**What the task requires:** Rewrite the stretch from the line containing "the shorts, each" through the line containing "[(208, 277)]", swapping "red pencil skirt" for "red midi skirt" and keeping everything else the same.

**Photo object pointing items:**

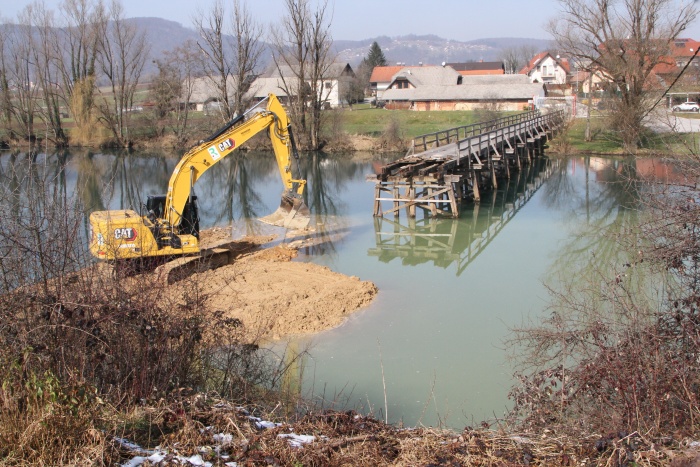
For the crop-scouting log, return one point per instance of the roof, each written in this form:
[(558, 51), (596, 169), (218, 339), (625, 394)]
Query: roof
[(428, 75), (494, 80), (562, 62), (261, 87), (205, 89), (684, 48), (335, 70), (383, 74), (479, 68), (504, 91)]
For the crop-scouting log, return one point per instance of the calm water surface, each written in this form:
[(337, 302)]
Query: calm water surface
[(432, 343)]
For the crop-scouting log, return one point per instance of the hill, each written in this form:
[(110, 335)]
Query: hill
[(166, 35)]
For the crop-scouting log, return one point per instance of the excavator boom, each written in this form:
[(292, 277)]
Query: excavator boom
[(171, 226)]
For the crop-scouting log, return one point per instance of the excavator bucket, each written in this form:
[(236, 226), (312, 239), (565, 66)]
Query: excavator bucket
[(292, 213)]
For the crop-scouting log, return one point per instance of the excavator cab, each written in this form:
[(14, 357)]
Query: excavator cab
[(189, 224)]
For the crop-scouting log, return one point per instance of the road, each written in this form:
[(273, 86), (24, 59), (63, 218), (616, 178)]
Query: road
[(663, 121)]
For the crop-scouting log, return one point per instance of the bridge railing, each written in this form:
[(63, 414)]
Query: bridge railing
[(451, 135)]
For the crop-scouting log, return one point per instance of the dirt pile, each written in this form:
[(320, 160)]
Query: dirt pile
[(273, 296)]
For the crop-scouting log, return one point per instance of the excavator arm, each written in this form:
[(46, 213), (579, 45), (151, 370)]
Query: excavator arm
[(125, 234), (210, 152)]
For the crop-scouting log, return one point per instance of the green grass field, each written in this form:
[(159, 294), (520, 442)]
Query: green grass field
[(373, 122)]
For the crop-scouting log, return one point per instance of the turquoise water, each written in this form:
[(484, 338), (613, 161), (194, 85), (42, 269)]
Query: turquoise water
[(430, 349)]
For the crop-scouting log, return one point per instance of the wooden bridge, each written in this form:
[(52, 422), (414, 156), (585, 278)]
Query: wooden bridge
[(446, 242), (443, 168)]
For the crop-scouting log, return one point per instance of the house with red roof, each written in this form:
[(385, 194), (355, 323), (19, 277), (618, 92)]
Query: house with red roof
[(547, 68), (382, 76)]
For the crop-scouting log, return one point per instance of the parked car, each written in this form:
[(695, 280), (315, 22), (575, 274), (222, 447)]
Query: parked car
[(688, 106)]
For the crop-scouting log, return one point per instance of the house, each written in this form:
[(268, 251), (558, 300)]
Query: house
[(415, 77), (204, 93), (479, 68), (381, 77), (547, 68), (497, 92), (682, 52), (279, 80)]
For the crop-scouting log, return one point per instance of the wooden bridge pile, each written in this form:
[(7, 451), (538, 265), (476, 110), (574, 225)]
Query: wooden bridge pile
[(459, 241), (445, 167)]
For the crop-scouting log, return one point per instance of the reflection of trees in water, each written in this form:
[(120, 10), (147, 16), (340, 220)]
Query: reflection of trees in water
[(609, 203), (231, 191), (40, 236), (327, 178)]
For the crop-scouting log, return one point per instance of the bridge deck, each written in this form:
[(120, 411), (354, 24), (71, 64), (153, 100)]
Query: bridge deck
[(460, 162)]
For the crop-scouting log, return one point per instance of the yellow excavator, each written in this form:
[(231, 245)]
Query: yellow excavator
[(170, 226)]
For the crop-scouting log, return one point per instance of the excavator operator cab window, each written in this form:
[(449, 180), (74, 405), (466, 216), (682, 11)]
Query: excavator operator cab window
[(190, 214)]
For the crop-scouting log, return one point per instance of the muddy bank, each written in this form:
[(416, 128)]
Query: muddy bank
[(273, 296)]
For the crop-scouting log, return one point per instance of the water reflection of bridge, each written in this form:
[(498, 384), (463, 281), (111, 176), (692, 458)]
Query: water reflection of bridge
[(459, 241)]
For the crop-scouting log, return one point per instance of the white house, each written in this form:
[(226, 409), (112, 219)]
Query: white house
[(547, 68), (280, 80)]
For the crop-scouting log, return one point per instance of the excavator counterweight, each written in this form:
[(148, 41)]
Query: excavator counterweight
[(170, 227)]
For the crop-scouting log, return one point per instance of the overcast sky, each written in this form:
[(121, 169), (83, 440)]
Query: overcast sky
[(461, 20)]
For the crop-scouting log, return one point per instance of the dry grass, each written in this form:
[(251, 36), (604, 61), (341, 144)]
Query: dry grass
[(351, 439)]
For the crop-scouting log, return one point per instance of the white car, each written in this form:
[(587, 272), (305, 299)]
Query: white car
[(688, 106)]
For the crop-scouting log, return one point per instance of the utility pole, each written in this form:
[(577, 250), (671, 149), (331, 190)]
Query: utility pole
[(590, 103)]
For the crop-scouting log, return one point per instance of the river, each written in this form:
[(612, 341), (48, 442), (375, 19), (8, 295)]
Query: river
[(430, 349)]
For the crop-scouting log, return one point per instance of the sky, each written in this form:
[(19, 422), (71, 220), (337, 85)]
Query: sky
[(460, 20)]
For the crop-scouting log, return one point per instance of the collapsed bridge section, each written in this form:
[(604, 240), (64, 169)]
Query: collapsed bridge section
[(446, 167)]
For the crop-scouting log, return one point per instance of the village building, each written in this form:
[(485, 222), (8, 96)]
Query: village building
[(381, 77), (204, 94), (446, 89), (281, 80), (479, 68)]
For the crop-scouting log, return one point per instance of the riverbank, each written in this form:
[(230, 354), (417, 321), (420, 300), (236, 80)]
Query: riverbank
[(273, 296)]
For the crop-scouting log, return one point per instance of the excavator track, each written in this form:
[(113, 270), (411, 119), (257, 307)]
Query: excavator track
[(212, 257)]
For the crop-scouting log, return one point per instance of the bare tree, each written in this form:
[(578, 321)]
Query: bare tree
[(5, 92), (184, 66), (302, 57), (122, 54), (231, 55), (47, 61), (625, 40), (78, 47), (22, 74), (515, 58)]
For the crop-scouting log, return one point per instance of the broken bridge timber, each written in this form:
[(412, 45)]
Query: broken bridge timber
[(458, 242), (443, 168)]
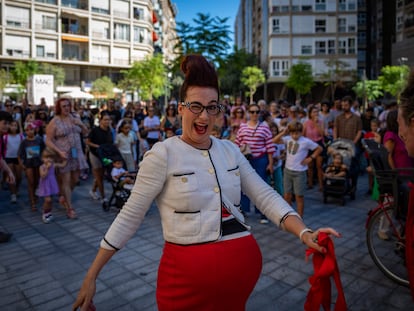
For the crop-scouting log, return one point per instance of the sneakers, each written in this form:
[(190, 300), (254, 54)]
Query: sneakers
[(5, 237), (47, 218), (264, 220), (383, 235), (94, 195)]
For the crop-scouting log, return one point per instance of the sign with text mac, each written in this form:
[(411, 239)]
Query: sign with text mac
[(38, 87)]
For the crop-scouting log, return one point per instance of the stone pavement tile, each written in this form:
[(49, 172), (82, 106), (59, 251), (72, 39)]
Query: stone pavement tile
[(119, 279), (145, 302), (57, 303), (137, 291), (47, 296)]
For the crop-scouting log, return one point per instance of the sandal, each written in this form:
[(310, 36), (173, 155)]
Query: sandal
[(33, 206), (62, 200), (71, 213)]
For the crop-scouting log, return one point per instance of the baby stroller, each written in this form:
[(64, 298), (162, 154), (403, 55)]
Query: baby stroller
[(109, 153), (339, 187)]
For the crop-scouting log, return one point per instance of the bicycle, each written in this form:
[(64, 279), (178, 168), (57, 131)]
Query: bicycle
[(385, 225)]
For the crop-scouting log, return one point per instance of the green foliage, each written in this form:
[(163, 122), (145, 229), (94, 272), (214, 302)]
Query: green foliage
[(369, 89), (103, 87), (57, 72), (338, 72), (300, 78), (210, 36), (394, 78), (252, 77), (231, 69), (4, 79), (23, 70), (148, 76)]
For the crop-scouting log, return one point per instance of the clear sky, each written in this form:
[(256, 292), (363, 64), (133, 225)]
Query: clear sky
[(188, 9)]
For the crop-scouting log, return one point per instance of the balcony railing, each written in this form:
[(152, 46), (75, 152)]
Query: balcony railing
[(45, 27), (100, 60), (121, 61), (75, 29), (100, 34), (76, 4), (17, 53), (48, 1), (120, 13), (17, 22)]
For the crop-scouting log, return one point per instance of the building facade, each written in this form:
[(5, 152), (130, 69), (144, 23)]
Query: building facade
[(88, 38), (319, 32), (403, 44)]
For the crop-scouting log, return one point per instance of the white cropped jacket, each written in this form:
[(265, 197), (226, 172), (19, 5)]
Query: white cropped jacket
[(187, 185)]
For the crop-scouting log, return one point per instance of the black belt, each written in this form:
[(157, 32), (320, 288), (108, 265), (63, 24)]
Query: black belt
[(232, 226)]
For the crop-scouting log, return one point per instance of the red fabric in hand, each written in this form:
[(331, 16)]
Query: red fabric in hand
[(325, 267), (409, 239)]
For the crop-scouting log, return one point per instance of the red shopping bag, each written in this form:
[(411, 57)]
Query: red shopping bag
[(325, 267), (409, 239)]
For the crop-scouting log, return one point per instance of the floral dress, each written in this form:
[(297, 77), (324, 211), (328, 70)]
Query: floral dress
[(67, 137)]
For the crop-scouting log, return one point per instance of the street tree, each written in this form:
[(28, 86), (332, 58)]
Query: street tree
[(368, 90), (231, 69), (57, 72), (148, 77), (394, 79), (338, 72), (300, 78), (210, 36), (103, 87), (4, 80), (252, 77)]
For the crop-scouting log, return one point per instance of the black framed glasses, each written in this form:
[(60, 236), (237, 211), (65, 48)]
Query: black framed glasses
[(197, 108)]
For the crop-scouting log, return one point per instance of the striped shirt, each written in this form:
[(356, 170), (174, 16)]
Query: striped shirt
[(259, 139)]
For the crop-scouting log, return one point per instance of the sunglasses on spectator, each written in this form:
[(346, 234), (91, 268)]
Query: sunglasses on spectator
[(197, 108)]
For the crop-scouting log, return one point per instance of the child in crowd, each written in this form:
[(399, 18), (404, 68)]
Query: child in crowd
[(375, 135), (12, 141), (278, 156), (48, 185), (120, 175), (124, 141), (297, 160), (29, 157), (337, 168), (143, 144)]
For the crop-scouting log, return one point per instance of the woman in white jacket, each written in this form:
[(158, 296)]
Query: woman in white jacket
[(196, 181)]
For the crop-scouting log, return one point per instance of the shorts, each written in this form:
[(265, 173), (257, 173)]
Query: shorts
[(294, 182), (14, 161), (95, 161)]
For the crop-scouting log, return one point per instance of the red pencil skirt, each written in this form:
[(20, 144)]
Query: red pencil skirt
[(208, 277)]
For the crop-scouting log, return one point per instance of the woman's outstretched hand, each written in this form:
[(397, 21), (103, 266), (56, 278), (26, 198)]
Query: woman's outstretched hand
[(85, 295), (311, 239)]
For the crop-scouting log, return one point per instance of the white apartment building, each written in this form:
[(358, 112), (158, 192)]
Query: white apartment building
[(316, 31), (88, 38)]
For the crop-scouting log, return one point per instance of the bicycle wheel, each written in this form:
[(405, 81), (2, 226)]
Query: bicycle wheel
[(384, 246)]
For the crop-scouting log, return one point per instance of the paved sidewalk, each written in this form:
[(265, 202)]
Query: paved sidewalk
[(42, 267)]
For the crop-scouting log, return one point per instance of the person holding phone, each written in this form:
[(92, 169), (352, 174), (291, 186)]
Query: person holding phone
[(63, 135)]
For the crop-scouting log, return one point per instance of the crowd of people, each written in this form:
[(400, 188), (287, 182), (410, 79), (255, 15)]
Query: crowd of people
[(252, 155), (285, 143)]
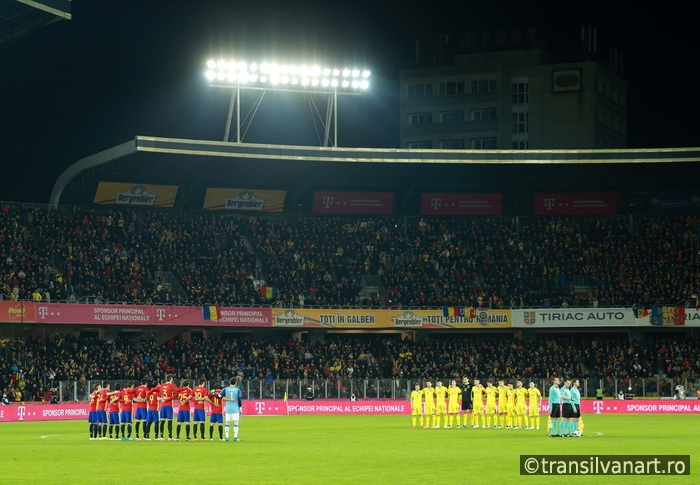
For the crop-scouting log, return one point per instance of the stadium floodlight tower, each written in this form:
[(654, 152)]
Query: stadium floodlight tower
[(238, 75)]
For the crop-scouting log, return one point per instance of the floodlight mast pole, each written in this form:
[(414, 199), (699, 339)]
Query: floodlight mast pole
[(235, 100)]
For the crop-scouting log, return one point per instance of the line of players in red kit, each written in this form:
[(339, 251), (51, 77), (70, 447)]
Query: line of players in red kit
[(114, 411)]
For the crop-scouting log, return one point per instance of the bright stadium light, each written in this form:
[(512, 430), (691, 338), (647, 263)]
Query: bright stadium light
[(239, 74), (232, 71)]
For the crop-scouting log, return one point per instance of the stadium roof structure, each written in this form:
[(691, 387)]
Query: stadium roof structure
[(21, 17), (195, 165)]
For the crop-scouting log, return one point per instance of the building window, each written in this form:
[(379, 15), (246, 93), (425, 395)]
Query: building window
[(483, 143), (488, 114), (419, 90), (420, 119), (519, 92), (520, 123), (452, 116), (451, 144), (456, 87), (421, 144), (483, 86)]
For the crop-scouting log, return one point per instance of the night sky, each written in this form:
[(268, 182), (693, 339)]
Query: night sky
[(123, 68)]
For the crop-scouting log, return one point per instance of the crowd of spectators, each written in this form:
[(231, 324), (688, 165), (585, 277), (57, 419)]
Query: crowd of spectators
[(124, 255), (30, 368)]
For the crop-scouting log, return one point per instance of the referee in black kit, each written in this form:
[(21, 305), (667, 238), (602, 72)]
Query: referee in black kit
[(466, 401)]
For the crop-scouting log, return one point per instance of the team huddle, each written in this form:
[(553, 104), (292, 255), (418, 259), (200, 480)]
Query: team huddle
[(505, 406), (116, 411)]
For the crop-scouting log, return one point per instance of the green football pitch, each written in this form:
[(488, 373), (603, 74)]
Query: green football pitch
[(337, 449)]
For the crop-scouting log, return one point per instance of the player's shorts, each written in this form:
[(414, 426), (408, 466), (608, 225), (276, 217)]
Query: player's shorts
[(166, 412), (233, 416), (555, 412), (152, 416), (567, 411)]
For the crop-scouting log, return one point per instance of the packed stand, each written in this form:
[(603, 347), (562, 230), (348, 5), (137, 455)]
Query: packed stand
[(222, 259), (31, 368)]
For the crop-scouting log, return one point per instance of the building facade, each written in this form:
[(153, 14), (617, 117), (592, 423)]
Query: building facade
[(515, 99)]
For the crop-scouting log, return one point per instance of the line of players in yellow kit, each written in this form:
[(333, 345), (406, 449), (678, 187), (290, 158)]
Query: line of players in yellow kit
[(505, 406)]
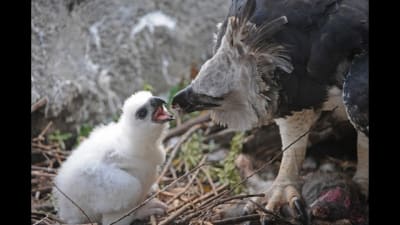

**Solution for this problem:**
For the crop-scouting log, return one point per instance of the shorts, each written in this form:
[(265, 173), (257, 173)]
Query: shorts
[(294, 182), (14, 161), (95, 161)]
For the crop-scouting log, return one point per instance of the red midi skirt, each written in this form:
[(20, 144)]
Query: red midi skirt
[(208, 277)]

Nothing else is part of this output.